**Problem to solve:**
Find each line in the records below that contains the string "pole", matching case exactly, and copy those lines out.

**Point annotations for photos:**
☆ ☆ ☆ ☆

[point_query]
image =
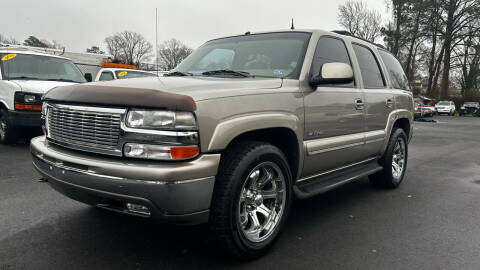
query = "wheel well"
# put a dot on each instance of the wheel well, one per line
(283, 138)
(404, 124)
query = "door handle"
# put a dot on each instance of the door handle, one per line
(359, 104)
(389, 102)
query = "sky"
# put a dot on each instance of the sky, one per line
(81, 24)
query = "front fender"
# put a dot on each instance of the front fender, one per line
(392, 118)
(231, 128)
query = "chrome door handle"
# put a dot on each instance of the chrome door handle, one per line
(389, 102)
(359, 104)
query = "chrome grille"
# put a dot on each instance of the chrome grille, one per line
(85, 128)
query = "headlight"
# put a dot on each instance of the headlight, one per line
(28, 101)
(145, 119)
(44, 109)
(29, 98)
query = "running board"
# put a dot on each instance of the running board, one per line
(324, 183)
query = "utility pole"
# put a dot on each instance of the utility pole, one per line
(156, 40)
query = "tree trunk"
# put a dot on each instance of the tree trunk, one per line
(438, 64)
(448, 50)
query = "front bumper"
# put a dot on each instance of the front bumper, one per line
(178, 193)
(25, 118)
(444, 110)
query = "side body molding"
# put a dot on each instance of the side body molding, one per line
(230, 128)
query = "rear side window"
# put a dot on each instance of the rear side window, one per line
(330, 50)
(371, 72)
(397, 76)
(106, 76)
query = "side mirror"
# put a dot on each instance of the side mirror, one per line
(333, 73)
(88, 77)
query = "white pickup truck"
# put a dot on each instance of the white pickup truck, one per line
(24, 77)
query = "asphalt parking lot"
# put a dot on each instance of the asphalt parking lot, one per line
(430, 222)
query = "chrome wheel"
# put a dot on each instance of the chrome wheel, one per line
(262, 202)
(398, 160)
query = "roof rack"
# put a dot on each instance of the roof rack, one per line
(346, 33)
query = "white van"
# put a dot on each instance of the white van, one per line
(24, 77)
(108, 74)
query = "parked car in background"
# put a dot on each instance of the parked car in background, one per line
(24, 77)
(445, 107)
(429, 109)
(109, 74)
(470, 108)
(418, 113)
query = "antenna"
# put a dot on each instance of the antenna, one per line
(156, 41)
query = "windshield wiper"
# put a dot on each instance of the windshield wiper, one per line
(178, 73)
(226, 71)
(23, 78)
(61, 80)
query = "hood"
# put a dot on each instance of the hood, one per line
(199, 88)
(38, 87)
(470, 105)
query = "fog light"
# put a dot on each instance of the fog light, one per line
(138, 209)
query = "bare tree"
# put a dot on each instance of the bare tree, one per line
(129, 47)
(459, 15)
(11, 40)
(172, 52)
(362, 22)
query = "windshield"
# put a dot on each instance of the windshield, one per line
(38, 67)
(127, 74)
(277, 55)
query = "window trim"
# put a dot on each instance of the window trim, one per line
(106, 71)
(355, 85)
(385, 85)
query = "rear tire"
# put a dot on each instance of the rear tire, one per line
(394, 162)
(251, 199)
(8, 133)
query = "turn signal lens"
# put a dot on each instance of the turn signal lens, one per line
(26, 107)
(159, 152)
(183, 152)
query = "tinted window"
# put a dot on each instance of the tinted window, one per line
(127, 74)
(397, 76)
(371, 74)
(278, 55)
(330, 50)
(17, 66)
(216, 59)
(106, 76)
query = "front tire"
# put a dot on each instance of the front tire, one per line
(251, 199)
(394, 162)
(8, 133)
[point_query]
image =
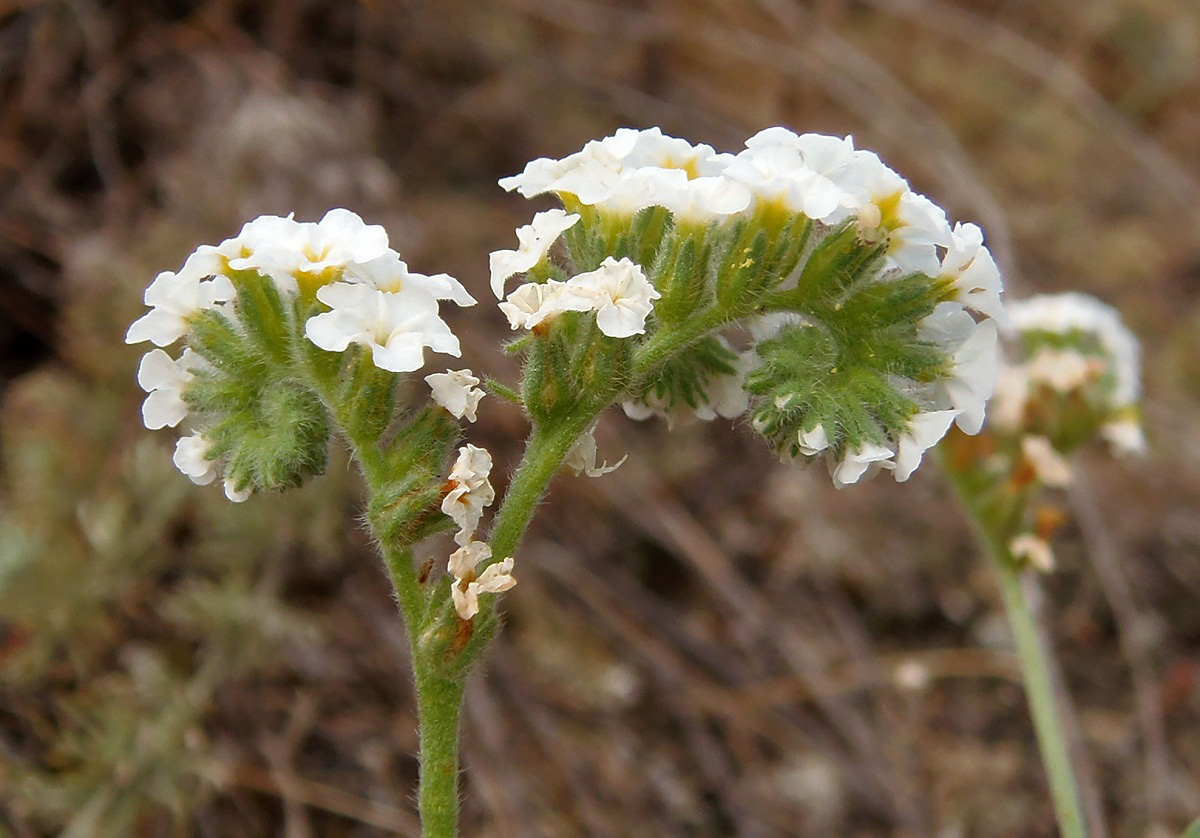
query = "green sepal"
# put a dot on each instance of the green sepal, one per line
(679, 275)
(262, 312)
(369, 400)
(839, 262)
(274, 442)
(741, 279)
(683, 381)
(214, 337)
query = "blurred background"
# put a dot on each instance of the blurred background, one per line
(705, 642)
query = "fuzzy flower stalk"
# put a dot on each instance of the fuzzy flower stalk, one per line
(798, 283)
(275, 340)
(1069, 375)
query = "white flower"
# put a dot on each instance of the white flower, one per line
(457, 390)
(813, 441)
(534, 241)
(1074, 312)
(774, 168)
(1047, 462)
(1126, 436)
(467, 586)
(623, 297)
(924, 431)
(390, 273)
(916, 227)
(395, 325)
(175, 299)
(163, 378)
(858, 461)
(1031, 549)
(634, 169)
(582, 458)
(973, 271)
(282, 247)
(975, 361)
(535, 303)
(471, 491)
(234, 494)
(1006, 412)
(1063, 370)
(191, 458)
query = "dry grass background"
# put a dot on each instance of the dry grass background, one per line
(702, 644)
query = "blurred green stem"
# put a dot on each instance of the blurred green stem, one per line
(1031, 652)
(438, 708)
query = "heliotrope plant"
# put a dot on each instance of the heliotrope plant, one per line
(799, 283)
(1071, 375)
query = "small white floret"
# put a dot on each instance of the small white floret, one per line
(174, 300)
(537, 303)
(467, 586)
(1033, 550)
(534, 240)
(456, 390)
(858, 461)
(471, 491)
(924, 431)
(192, 459)
(1126, 436)
(165, 378)
(583, 455)
(234, 494)
(622, 295)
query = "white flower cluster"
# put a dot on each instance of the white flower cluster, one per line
(959, 397)
(780, 174)
(823, 178)
(1089, 346)
(468, 585)
(469, 494)
(724, 396)
(373, 299)
(617, 292)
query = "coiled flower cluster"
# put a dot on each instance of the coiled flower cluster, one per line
(867, 323)
(241, 307)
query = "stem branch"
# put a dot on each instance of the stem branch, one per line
(1039, 689)
(1031, 652)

☆ ☆ ☆ ☆

**Exercise answer:**
query = "utility pole"
# put a dot on each instance of the utility pole, one per line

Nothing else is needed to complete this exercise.